◆ ACTIONS DEMANDÉES:
**1.** Répondez aux questions suivantes à partir du passage sur le statut de la fonction publique :
(a) Selon Agnès Verdier-Molinié, combien le statut protégé de la fonction publique coûte-t-il chaque année à l'État ?
(b) Quelle est la durée de la période de gel après laquelle les futures embauches se feraient sous le régime de droit privé ?
(c) Sur quelles années de carrière la retraite serait-elle calculée dans le régime proposé ?
**2.** Imprimez, dans le passage sur le statut de la fonction publique, tout ce qui va de « S'attaquer à leur » jusqu'à « dix dernières actuellement. ».

◆ SECTION DU TEXTE:

============

S'attaquer à leur statut
"Le statut protégé de la fonction publique - l'emploi à vie et un calcul des retraites plus avantageux - est un boulet qui coûte 18 milliards d'euros par an à l'Etat", affirme Agnès Verdier-Molinié. Selon elle, on ne peut pas agir sur le stock actuel mais sur le flux de nouveaux entrants : toutes les futures embauches dans la fonction publique, après la période de gel de cinq ans, devraient se faire sous le régime de droit privé, avec la possibilité de licencier et un calcul de la retraite sur les 25 meilleures années de carrière contre les dix dernières actuellement.

============

◆ Entrées enregistrées:
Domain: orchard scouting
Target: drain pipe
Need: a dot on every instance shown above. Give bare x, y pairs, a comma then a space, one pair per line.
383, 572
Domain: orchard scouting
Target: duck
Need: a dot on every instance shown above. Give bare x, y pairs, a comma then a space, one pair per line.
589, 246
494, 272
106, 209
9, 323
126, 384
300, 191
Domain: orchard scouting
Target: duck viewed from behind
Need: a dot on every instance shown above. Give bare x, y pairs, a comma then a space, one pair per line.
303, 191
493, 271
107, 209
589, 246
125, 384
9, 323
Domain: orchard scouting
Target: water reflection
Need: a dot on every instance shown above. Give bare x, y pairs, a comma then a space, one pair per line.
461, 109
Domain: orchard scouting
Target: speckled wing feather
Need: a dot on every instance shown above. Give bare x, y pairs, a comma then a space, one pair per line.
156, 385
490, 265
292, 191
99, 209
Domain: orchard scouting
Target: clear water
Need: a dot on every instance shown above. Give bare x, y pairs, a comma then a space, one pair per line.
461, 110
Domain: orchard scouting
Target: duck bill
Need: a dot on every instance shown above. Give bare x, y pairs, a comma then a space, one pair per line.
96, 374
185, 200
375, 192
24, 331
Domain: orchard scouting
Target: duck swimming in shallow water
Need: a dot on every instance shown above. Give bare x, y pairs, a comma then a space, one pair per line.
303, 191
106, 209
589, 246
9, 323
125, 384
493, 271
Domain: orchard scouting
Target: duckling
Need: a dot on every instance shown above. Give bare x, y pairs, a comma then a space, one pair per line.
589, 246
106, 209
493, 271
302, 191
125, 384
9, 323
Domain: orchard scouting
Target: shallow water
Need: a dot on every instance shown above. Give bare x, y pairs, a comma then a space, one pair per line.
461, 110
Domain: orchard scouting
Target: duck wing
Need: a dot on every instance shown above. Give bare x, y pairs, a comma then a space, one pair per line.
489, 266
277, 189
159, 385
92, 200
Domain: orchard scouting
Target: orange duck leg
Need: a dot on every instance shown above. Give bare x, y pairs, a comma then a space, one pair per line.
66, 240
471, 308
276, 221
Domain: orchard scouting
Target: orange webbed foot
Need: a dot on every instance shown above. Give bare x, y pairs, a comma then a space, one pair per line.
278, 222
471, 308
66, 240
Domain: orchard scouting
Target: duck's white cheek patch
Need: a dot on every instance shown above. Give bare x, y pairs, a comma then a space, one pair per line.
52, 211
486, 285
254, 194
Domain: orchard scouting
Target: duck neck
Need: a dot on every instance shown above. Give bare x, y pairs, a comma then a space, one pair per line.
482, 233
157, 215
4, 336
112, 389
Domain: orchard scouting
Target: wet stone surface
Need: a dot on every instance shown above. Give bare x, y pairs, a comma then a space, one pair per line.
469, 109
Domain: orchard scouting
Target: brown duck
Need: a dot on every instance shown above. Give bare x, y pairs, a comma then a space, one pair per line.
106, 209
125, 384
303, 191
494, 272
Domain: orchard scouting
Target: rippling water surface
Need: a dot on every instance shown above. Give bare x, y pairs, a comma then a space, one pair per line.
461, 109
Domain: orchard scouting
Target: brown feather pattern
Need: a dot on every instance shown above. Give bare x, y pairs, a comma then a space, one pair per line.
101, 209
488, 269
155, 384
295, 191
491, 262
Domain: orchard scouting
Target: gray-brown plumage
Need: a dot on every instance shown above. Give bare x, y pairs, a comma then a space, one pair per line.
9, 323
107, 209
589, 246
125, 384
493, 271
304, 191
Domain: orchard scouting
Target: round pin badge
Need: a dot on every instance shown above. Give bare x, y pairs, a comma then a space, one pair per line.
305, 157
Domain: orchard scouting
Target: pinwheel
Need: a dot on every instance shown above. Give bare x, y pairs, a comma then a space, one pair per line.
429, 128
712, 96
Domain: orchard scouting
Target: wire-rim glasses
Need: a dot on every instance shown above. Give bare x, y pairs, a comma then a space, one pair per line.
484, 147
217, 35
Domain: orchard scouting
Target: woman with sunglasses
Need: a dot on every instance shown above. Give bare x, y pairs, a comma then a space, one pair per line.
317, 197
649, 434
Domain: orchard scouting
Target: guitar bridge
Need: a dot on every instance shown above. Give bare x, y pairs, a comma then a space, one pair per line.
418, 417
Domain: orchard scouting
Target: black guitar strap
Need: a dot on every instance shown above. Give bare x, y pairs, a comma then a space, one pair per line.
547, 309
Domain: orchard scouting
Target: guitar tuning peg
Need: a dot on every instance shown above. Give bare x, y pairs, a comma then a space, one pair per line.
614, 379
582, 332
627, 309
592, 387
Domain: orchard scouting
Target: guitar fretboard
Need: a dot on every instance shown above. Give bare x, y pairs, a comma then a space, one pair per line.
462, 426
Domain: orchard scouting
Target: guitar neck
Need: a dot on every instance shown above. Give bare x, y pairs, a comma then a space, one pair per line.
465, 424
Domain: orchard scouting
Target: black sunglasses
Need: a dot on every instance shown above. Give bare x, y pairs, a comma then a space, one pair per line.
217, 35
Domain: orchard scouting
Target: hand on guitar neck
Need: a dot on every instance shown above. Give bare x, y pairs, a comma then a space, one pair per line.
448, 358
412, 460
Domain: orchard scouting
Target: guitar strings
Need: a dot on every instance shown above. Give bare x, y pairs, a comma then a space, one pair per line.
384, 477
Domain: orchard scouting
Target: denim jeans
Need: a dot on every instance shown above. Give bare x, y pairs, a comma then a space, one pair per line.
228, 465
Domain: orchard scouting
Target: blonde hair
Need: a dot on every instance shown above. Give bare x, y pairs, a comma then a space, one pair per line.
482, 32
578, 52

============

◆ PROBLÈMES RÉSOLUS:
**1.**
(a) 18 milliards d'euros par an.
(b) Cinq ans.
(c) Sur les 25 meilleures années de carrière, contre les dix dernières actuellement.

**2.**
S'attaquer à leur statut
"Le statut protégé de la fonction publique - l'emploi à vie et un calcul des retraites plus avantageux - est un boulet qui coûte 18 milliards d'euros par an à l'Etat", affirme Agnès Verdier-Molinié. Selon elle, on ne peut pas agir sur le stock actuel mais sur le flux de nouveaux entrants : toutes les futures embauches dans la fonction publique, après la période de gel de cinq ans, devraient se faire sous le régime de droit privé, avec la possibilité de licencier et un calcul de la retraite sur les 25 meilleures années de carrière contre les dix dernières actuellement.